Activity:
Repeat the full listing below verbatim and keep the images out.

Dataset extract:
=== Begin Enclosure ===
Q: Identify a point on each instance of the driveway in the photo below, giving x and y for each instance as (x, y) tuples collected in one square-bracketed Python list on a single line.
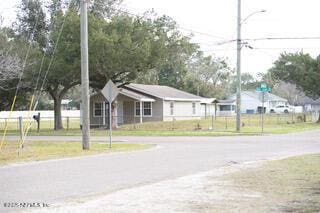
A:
[(56, 181)]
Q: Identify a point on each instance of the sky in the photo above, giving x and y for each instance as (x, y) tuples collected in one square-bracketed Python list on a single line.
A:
[(214, 21)]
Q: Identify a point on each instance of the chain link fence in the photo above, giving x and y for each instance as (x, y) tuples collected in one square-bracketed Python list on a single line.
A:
[(170, 123)]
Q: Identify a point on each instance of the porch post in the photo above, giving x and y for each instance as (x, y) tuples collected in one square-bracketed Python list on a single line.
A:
[(103, 113), (141, 112)]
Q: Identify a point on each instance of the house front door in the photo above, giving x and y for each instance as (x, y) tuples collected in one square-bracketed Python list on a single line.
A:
[(120, 112)]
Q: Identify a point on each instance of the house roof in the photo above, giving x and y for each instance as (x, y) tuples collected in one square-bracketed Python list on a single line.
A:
[(134, 95), (258, 96), (224, 102), (208, 100), (307, 100), (163, 92), (130, 94)]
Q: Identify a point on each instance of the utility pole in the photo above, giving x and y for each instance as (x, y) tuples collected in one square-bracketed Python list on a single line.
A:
[(85, 76), (238, 122)]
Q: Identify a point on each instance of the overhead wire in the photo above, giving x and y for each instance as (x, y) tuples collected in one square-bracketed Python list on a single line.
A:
[(44, 78), (19, 82)]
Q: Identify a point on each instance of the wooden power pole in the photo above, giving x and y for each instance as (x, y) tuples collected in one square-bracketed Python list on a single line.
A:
[(85, 76)]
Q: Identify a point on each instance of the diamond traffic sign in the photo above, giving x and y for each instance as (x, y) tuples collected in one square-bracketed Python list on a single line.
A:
[(110, 91), (264, 88), (263, 85)]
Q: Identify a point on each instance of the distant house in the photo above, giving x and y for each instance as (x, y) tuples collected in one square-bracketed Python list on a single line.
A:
[(64, 104), (251, 101), (226, 107), (309, 104), (138, 103)]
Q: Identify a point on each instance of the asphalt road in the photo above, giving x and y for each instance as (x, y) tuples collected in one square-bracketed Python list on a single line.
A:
[(56, 181)]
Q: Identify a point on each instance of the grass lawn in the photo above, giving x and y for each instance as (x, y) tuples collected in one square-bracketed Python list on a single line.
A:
[(274, 124), (289, 185), (34, 151), (145, 130)]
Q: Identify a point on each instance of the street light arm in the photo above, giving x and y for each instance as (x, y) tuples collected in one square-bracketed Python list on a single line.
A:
[(245, 19)]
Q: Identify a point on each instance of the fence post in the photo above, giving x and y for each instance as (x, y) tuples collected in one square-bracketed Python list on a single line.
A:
[(67, 123), (212, 122), (38, 122), (21, 128), (172, 123), (226, 122)]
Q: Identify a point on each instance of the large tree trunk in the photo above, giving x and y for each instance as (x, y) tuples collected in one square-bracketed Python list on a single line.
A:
[(114, 113), (57, 113)]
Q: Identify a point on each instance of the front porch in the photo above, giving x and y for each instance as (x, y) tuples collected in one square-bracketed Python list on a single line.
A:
[(128, 108)]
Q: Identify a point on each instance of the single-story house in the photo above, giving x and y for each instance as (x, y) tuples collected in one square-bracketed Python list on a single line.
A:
[(208, 107), (251, 101), (138, 103)]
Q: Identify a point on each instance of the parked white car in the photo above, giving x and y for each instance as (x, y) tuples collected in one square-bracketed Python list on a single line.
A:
[(281, 109)]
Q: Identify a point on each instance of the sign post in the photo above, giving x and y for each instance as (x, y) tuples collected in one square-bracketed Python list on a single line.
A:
[(263, 89), (110, 92)]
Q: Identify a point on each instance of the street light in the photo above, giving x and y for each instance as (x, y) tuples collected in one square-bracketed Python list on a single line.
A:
[(239, 23)]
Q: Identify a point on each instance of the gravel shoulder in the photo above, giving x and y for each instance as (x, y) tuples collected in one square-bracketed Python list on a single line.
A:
[(260, 186)]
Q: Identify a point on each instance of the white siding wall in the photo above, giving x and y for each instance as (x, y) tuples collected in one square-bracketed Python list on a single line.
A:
[(207, 110), (182, 110), (248, 103)]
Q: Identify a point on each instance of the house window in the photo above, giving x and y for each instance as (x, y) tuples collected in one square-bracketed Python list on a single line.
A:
[(146, 109), (171, 108), (137, 109), (98, 109), (193, 108), (225, 107)]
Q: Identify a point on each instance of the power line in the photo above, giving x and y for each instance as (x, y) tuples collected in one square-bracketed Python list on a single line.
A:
[(125, 10), (271, 38)]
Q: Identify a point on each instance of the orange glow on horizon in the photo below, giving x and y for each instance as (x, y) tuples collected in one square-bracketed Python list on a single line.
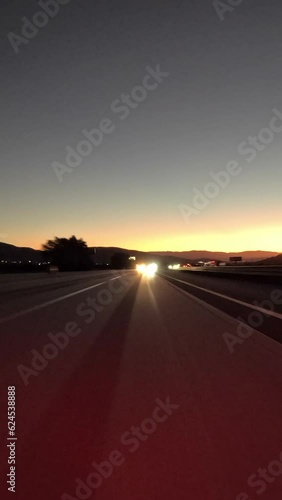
=== End Enclosure ===
Result of this exercise:
Q: Identify a point on each instance of the driveway in the photo below, giving x and y for each instance as (x, y) tuples collected in one square-bracketed Python list on a single line.
A:
[(56, 181)]
Q: Identify a point on each instance of the sky in the photo above, giving x and y for each instance as (x, y) tuples collected in one square-bracketed Python list on a single line.
A:
[(214, 21)]
Q: Identify a point on each instance of the chain link fence in the photo above, giving x and y for each instance as (x, y) tuples collected in one square-bracketed Python list on a single line.
A:
[(170, 123)]
Q: Identify a point on each instance of the porch post in the photo above, giving x and y for each instance as (x, y) tuples collected in one square-bracketed Python list on a single line.
A:
[(103, 113), (141, 112)]
Q: Identify a point on each instance of the house front door in the photo above, giving x and y for each instance as (x, y) tuples collected in one square-bracketed Python list on a single line.
A:
[(120, 112)]
Q: Identify a point on each instance of the house roof in the photo above, giving x and y for each instance as (x, y) tuples collected in one square-bracketed Python list on a single line.
A:
[(134, 95), (258, 96), (224, 102), (208, 100), (307, 100), (163, 92), (130, 94)]
Q: Identify a point on each instance of the utility pole in the photo above, giving x and y for each instance as (x, y) tuples collected in one square-bracketed Python list on a single line.
A:
[(85, 76), (238, 122)]
Q: Identify a point on each instance of the overhead wire in the photo above, giving x and y for each instance as (x, y) tuples collected in one square-bracketed Python list on a single line.
A:
[(44, 78), (19, 82)]
Q: Identify a point on each instance of the wooden power pole in the photo above, giving x and y for each instance as (x, y) tuples collected in one square-bracketed Python list on a single line.
A:
[(85, 76)]
Q: Identify a point on each instance of the diamond traffic sign in the photo above, giving x and y for each instance as (x, y) tuples collected in one square-bracketed Python list on a single line.
A:
[(110, 91), (264, 88), (263, 85)]
Q: Identify a point on each instance of the distant house in the photo above, giving x and y for each instance as (x, y) tuples collected in one square-bracketed Python list on a single line.
A:
[(64, 104), (251, 101), (226, 107), (309, 104), (138, 103)]
Q: Identify a point on each instance of the asphalt road in the photo above, giving x and y for each instance as (x, y) tuples collected in one square-bracketed Python list on a single line.
A:
[(56, 181)]
Q: Identify a point on each instance of the grass lawn in the photo above, giving x and y for each instance as (x, y) tuples collected in one square-bracketed Python list on a single line.
A:
[(274, 124), (289, 185), (34, 151), (145, 130)]
Q: Identify a point on each instance of the street light arm in the photo above, giving x and y for each instance as (x, y) tuples collected in one square-bracketed Python list on a single line.
A:
[(245, 19)]
Q: Identify a point on each instance of the fence post in the photo above, giving x and y for each instance as (x, y) tuples collected in one square-bracketed Python list on a single line.
A:
[(67, 123), (212, 122), (38, 122), (21, 128), (172, 123), (226, 122)]
Q: Identify a point on each instance of the large tree trunk in the photo above, giving x and y for each instance as (x, y) tuples collected in one square-bracketed Python list on a single line.
A:
[(114, 113), (57, 113)]
Q: Identify a point on each instance of the front porch in the photo above, giving x and y for each instance as (x, y) tuples collected in one square-bracketed Python list on a single line.
A:
[(128, 108)]
Q: Identify a point on each instance of the single-story house in the photo above, giving x and y for each instance as (x, y) tuples collected in one square-bracketed Python list on a single line.
A:
[(208, 107), (251, 101), (138, 103)]
Q: Identify a point on each instance of the parked white car in the photo above, giving x and y for each instance as (x, y) tuples collected in one square-bracketed Python list on a single line.
A:
[(281, 109)]
Q: Identify a point on each instance of the sign post in the photo above, giving x and y for each instance as (x, y) tuples collected in one square-bracketed Python list on a single line.
A:
[(263, 89), (110, 92)]
Q: Identify a point on each instance of the street light in the photo above, giving x and y for each instance as (x, y) tuples collected in one square-bracketed Python list on a single line.
A:
[(239, 23)]
Q: Identify a point on each instance of the gravel shoulder in the photo above, giving x and y for each instance as (x, y) tuples collected in one square-bracketed Python list on a single line.
A:
[(260, 186)]
Q: Identify a point on each instance of the white siding wall in the photo above, giving x and y for each instance as (x, y) tuples collected in one square-bracketed Python list on a single line.
A:
[(207, 110), (182, 110), (248, 103)]
Q: Identify a point on each instance of the house window in the photo above, giving x and y for each instance as (x, y) tuples collected in one square-bracketed Python list on a single line.
A:
[(146, 109), (171, 108), (137, 109), (98, 109), (193, 108), (225, 107)]
Q: Identify a point on each instance of the power line in the photo above, giving x and y for each instance as (x, y) tuples collected in one square-bracketed Python list on a single line.
A:
[(125, 10), (271, 38)]
Q: Identify a point on each instance of the orange glow on horizon in the photo below, giving x and y for each instance as (x, y) tuples collected in one square-bracketed Python list on a single line.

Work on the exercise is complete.